== What you have to do ==
Pictures stay out; everything else in the records below is copied exactly.

<<<<

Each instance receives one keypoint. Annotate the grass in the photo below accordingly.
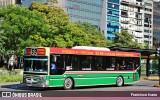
(10, 76)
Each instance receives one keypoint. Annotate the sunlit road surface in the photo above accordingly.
(144, 85)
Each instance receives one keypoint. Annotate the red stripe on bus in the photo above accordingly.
(93, 52)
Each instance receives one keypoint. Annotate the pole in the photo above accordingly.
(159, 69)
(149, 34)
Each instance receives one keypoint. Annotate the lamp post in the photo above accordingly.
(158, 55)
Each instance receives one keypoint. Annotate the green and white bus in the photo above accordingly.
(79, 66)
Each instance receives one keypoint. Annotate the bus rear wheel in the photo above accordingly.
(68, 84)
(119, 81)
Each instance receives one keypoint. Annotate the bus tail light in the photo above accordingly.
(28, 51)
(41, 51)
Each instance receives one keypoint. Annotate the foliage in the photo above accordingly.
(10, 77)
(124, 39)
(66, 34)
(155, 64)
(18, 26)
(42, 25)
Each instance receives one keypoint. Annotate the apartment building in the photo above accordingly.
(28, 2)
(156, 24)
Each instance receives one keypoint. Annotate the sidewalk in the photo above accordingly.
(9, 83)
(152, 78)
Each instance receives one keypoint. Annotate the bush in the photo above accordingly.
(10, 76)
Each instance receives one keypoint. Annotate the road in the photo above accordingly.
(143, 85)
(98, 92)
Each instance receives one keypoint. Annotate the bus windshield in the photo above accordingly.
(36, 65)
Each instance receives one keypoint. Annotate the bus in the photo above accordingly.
(77, 67)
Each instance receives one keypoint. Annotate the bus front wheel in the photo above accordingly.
(119, 81)
(68, 84)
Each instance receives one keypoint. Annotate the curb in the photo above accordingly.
(150, 78)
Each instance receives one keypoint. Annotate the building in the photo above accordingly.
(148, 23)
(156, 24)
(83, 10)
(113, 16)
(110, 16)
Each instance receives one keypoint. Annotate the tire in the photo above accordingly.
(68, 84)
(120, 81)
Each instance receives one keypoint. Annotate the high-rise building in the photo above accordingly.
(131, 18)
(83, 10)
(112, 12)
(148, 23)
(156, 24)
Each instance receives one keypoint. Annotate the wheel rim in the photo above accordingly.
(68, 83)
(119, 81)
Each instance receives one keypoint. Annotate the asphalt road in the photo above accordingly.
(142, 85)
(139, 87)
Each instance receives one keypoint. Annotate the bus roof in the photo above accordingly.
(93, 52)
(91, 48)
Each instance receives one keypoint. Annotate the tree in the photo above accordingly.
(124, 39)
(19, 28)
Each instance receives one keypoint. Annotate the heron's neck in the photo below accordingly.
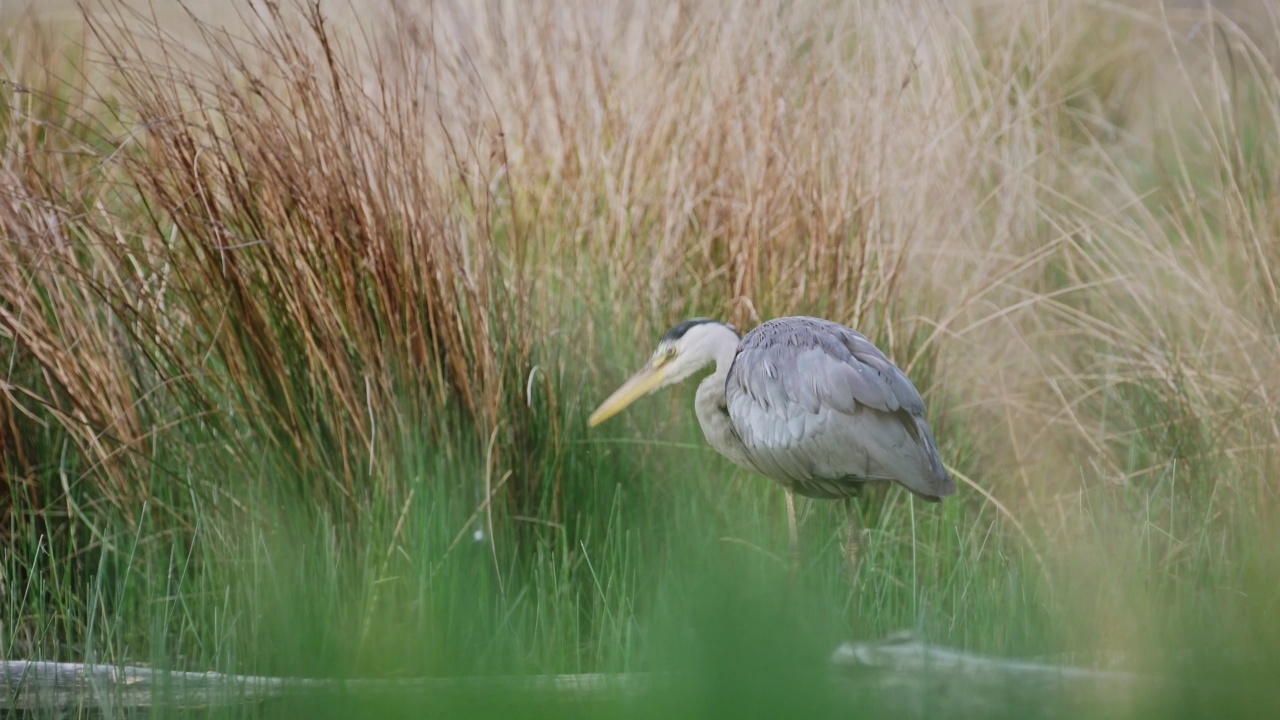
(713, 411)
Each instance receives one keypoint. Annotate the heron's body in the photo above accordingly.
(808, 402)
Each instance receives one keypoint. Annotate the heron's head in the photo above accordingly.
(685, 349)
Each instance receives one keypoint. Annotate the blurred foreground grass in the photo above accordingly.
(301, 327)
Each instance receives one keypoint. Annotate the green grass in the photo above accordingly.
(297, 382)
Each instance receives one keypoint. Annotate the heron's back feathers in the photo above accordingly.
(819, 408)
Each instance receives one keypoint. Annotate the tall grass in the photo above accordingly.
(301, 319)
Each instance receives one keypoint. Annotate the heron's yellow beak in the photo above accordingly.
(640, 384)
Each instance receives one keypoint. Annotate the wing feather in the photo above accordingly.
(818, 406)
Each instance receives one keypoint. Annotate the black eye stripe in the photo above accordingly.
(680, 329)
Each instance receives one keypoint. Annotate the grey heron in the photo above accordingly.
(805, 401)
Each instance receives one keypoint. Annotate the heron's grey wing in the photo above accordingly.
(818, 404)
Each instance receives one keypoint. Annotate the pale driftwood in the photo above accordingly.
(912, 678)
(903, 669)
(26, 684)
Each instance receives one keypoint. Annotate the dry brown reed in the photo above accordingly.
(1060, 215)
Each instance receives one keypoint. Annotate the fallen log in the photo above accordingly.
(901, 668)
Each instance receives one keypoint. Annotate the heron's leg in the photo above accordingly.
(851, 546)
(792, 531)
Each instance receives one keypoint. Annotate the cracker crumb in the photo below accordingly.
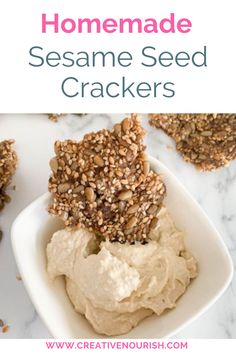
(8, 163)
(5, 329)
(206, 140)
(104, 183)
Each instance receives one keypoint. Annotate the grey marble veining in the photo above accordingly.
(35, 135)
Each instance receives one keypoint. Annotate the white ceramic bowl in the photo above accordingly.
(33, 228)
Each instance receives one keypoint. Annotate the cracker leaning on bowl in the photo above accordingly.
(104, 183)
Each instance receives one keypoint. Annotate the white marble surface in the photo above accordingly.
(35, 135)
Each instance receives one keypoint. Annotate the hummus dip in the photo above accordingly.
(115, 286)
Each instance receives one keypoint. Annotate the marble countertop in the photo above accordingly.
(35, 135)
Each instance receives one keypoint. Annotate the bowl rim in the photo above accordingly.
(153, 161)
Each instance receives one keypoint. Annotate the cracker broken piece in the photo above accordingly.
(104, 183)
(206, 140)
(8, 162)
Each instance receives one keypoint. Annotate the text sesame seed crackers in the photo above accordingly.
(206, 140)
(104, 183)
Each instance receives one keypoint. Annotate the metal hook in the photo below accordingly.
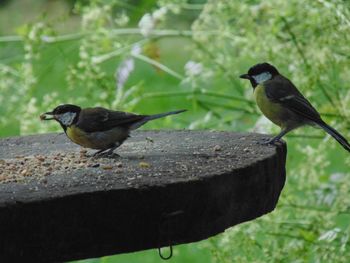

>>>>

== Task response ==
Each instance receives one keypoint. Annotate the grass in the photo below accordingly.
(10, 76)
Each instance receives one keypoint. Annotate the sunlit road surface in the photo above accordingly.
(144, 85)
Each instance receives one keypoint. Annotate the red stripe on bus in the photo above accordingly.
(93, 52)
Each instance receives one keypoint. Annotate the pole in the photo above accordingly.
(159, 69)
(149, 34)
Each instance receives one keypoint. Annotate the lamp post in the photo above accordingly.
(158, 55)
Each instance receives one keypoint. Annotate the green and white bus in the photo above accordingly.
(79, 66)
Each instance receives one keypoint. Annotate the bus rear wheel in the photo above accordingly.
(68, 84)
(119, 81)
Each instance receives one keypoint. Annotate the bus tail light in the photo above accordingly.
(28, 51)
(41, 51)
Each instance receives one keypoint. Annotate the foliage in the photo above accordingly.
(10, 77)
(124, 39)
(66, 34)
(155, 64)
(18, 26)
(42, 25)
Each instance receives one keypoint. Annotate the apartment building in the photo above accordingly.
(28, 2)
(156, 24)
Each instance receives one keypoint. Annotate the sidewalk in the photo above accordingly.
(9, 83)
(152, 78)
Each instance receives one keypoint. Annotate the bush in the photo above accordingly.
(10, 76)
Each instance receives one keypoint. Annotate the road in the photo above accordingly.
(143, 85)
(98, 92)
Each instance receives one keypoint. Annotate the bus windshield in the photo above accordingly.
(36, 65)
Each instance receives one keypoint. Annotate the bus in the photo above accordingly.
(77, 67)
Each instance receives one keypoint. Annotate the bus front wheel in the photo above accordingly.
(119, 81)
(68, 84)
Each instance receives one keypoint. Annotate the curb in the photo above accordingly.
(150, 78)
Each instance receives one keypoint. Annotate the building in the photo above accordingly.
(148, 23)
(156, 24)
(83, 10)
(113, 16)
(110, 16)
Each instance receives one keypoint. Annotate the tire in the photo above accordingly.
(68, 84)
(120, 81)
Each instance receives one keypoint. Annotate the high-rise building in the photo above accordingly.
(131, 18)
(83, 10)
(112, 12)
(148, 23)
(156, 24)
Each instance receives one keypoint. Annotate the wheel rim in the photo above accordingly.
(68, 83)
(119, 81)
Each instance receives one keypoint. Annotate the asphalt road in the photo above accordingly.
(142, 85)
(139, 87)
Each instance receives one keypoint. Annotate the bus roof in the photo above accordingly.
(93, 52)
(91, 48)
Each instance receives one keypoint. Annotate the tree in the photo above accordingly.
(124, 39)
(19, 28)
Each instance receives one keypoint. Annotate the heron's neck in the photo below accordingly.
(713, 411)
Each instance receives one keypoint. Annotate the heron's body in the photo above accordingly.
(808, 402)
Each instance receives one keypoint. Annotate the heron's head in the photo above accordingly.
(685, 349)
Each instance receives one keypoint. Annotate the blurred foreground grass in the photo above accordingly.
(301, 327)
Each instance receives one keypoint. Annotate the green grass in the photo above accordingly.
(297, 382)
Each instance receives one keypoint. Annotate the heron's back feathers in the photo above accordingly.
(819, 408)
Each instance receives one keypoint. Annotate the tall grass in the photo above accordingly.
(301, 319)
Each instance receives one keypoint. Annotate the heron's yellow beak in the photo above accordingly.
(640, 384)
Each instance receives one keypoint. Annotate the wing feather in the photo above accordingly.
(818, 406)
Each instance receives one keypoint. Annotate the black eye stripe in the photo above accordingly.
(680, 329)
Each instance receives one keypoint. Annotate the grey heron in the photo above accordingly.
(805, 401)
Each instance receives one keypoint. Annotate the heron's grey wing in the photo above accordingly.
(818, 404)
Each instance receives one keypoint. Annotate the pale driftwood in the photo above accordingly.
(912, 678)
(903, 669)
(26, 684)
Each instance receives one keypoint. Annotate the dry brown reed in the photo above accordingly.
(1060, 215)
Each instance receives one keypoint. Annotate the fallen log in the photo above accordingly.
(901, 668)
Each instance receives one keypoint. Annotate the heron's leg in the photo above accordingly.
(851, 546)
(792, 531)
Each instance receives one keypoint. Annotate the cracker crumb in the photo below accordingly.
(8, 163)
(5, 329)
(206, 140)
(104, 183)
Each instance receives one keypoint. Annotate the grey marble veining in the photo above accordingly.
(35, 135)
Each instance receives one keypoint. Annotate the white ceramic bowl in the photo above accordingly.
(33, 228)
Each instance receives one keypoint. Annotate the cracker leaning on bowl in the photo above accordingly.
(104, 183)
Each instance receives one keypoint. Annotate the white marble surface in the photo above accordingly.
(35, 135)
Each instance receives one keypoint. Annotate the hummus dip in the photo above accordingly.
(115, 286)
Each instance receives one keypoint. Annotate the marble countertop in the photo above accordingly.
(35, 135)
Each instance receives one keypoint. Annotate the bowl rim in the photo above accordingly.
(153, 161)
Each instance receives one keypoint. Annotate the cracker broken piece in the photo above accordingly.
(104, 183)
(206, 140)
(8, 162)
Each instance receives one keypoint. Annotate the text sesame seed crackers in the photo above accordingly.
(206, 140)
(104, 183)
Each instance receives one keypoint. Annotate the metal hook in the photo below accordingly.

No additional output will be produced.